課題指示 A. 動画検査についてのインタビューの本文を、一字一句変えずに全文そのまま書き写してください。

提示本文.
二人の動画検査、ここにご注目

――それでは、 1stシーズン(1~13話)にて、ご自身のお仕事で「ここ頑張りました!」というものを教えて下さい
亀谷:私は第10話の「動画検査」が『Fate/Zero』での初動検だったのですが、学校の廊下を凛が正面からずっと歩いて来る最初の方のシーンを直すのに、数日ひたすらやっていました。枚数も多いカットでしたし、凛のツインテールは彼女のかわいさを表現する大事なポイントなので「髪の動きをキレイに出さなきゃ」と思いながら日々検査をやっていましたね。

鬼澤:第10話は演出さんもこだわってたしね。

亀谷:そうですね。演出が小笠原篤さんなんですが、小笠原さんの演出意図と違いがない様に動画検査する様に頑張りました。余談ですが、小笠原さん演出のこだわりで後から聞いて「なるほど」と思ったのが、後半で凛が走っているシーンです。凛が東西南北に向かって走っているシーンなんですが、走っている方向によって色が変わっているんですよ。あそこは是非気にしながら見直してみてほしいシーンです。

鬼澤:私は3・4・8・11話で動画検査を担当し、13話で動画検査補佐をしたのですが、初めて自分が動画検査として独り立ちをしたのが第3話だったので、個人的にかなり気合いを入れて挑んだ話数でした。3話は演出が監督補佐の恒松さんで、作画監督が須藤さん・碇谷さんのキャラデチームというすごい布陣の話数だったので、本当に緊張して、でも「頑張らねば」と思って挑みました。だから、動画的にはかなり隙のない作りになっていると思いますよ。

演習データ.

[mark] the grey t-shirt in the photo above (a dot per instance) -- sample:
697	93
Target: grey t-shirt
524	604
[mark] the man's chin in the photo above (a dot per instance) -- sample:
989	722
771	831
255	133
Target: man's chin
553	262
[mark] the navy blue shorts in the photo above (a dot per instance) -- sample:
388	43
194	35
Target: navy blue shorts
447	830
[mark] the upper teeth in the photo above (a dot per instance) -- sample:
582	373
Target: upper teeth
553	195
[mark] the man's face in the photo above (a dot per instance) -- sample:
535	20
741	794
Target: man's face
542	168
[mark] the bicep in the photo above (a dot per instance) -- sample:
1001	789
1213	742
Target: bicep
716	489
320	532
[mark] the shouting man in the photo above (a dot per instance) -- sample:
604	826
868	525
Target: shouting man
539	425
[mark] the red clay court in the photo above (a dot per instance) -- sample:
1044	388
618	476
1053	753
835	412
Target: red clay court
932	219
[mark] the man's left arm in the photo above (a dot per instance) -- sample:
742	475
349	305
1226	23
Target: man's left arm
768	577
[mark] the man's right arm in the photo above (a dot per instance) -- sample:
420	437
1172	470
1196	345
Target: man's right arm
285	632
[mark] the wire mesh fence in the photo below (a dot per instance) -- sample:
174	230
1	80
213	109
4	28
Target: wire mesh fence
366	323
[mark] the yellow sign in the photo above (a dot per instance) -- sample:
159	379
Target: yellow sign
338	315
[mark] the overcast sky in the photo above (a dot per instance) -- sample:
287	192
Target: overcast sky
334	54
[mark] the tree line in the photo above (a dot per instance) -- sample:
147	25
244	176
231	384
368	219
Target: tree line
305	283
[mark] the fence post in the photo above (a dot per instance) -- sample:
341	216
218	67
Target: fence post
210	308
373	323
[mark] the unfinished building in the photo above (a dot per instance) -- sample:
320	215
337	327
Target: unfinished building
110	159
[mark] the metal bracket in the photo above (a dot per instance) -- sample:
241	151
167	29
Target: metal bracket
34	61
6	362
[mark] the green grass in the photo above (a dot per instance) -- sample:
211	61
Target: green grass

課題指示 B. エントリのうち、「[mark] the green」を含む行から始まりエントリの末尾で終わる範囲の行だけを、「grass」を「lawn」に置き換え、それ以外は一切変えずに示してください。

演習解答 A.
二人の動画検査、ここにご注目

――それでは、 1stシーズン(1~13話)にて、ご自身のお仕事で「ここ頑張りました!」というものを教えて下さい
亀谷:私は第10話の「動画検査」が『Fate/Zero』での初動検だったのですが、学校の廊下を凛が正面からずっと歩いて来る最初の方のシーンを直すのに、数日ひたすらやっていました。枚数も多いカットでしたし、凛のツインテールは彼女のかわいさを表現する大事なポイントなので「髪の動きをキレイに出さなきゃ」と思いながら日々検査をやっていましたね。

鬼澤:第10話は演出さんもこだわってたしね。

亀谷:そうですね。演出が小笠原篤さんなんですが、小笠原さんの演出意図と違いがない様に動画検査する様に頑張りました。余談ですが、小笠原さん演出のこだわりで後から聞いて「なるほど」と思ったのが、後半で凛が走っているシーンです。凛が東西南北に向かって走っているシーンなんですが、走っている方向によって色が変わっているんですよ。あそこは是非気にしながら見直してみてほしいシーンです。

鬼澤:私は3・4・8・11話で動画検査を担当し、13話で動画検査補佐をしたのですが、初めて自分が動画検査として独り立ちをしたのが第3話だったので、個人的にかなり気合いを入れて挑んだ話数でした。3話は演出が監督補佐の恒松さんで、作画監督が須藤さん・碇谷さんのキャラデチームというすごい布陣の話数だったので、本当に緊張して、でも「頑張らねば」と思って挑みました。だから、動画的にはかなり隙のない作りになっていると思いますよ。

演習解答 B.
[mark] the green lawn in the photo above (a dot per instance) -- sample:
211	61
Target: green lawn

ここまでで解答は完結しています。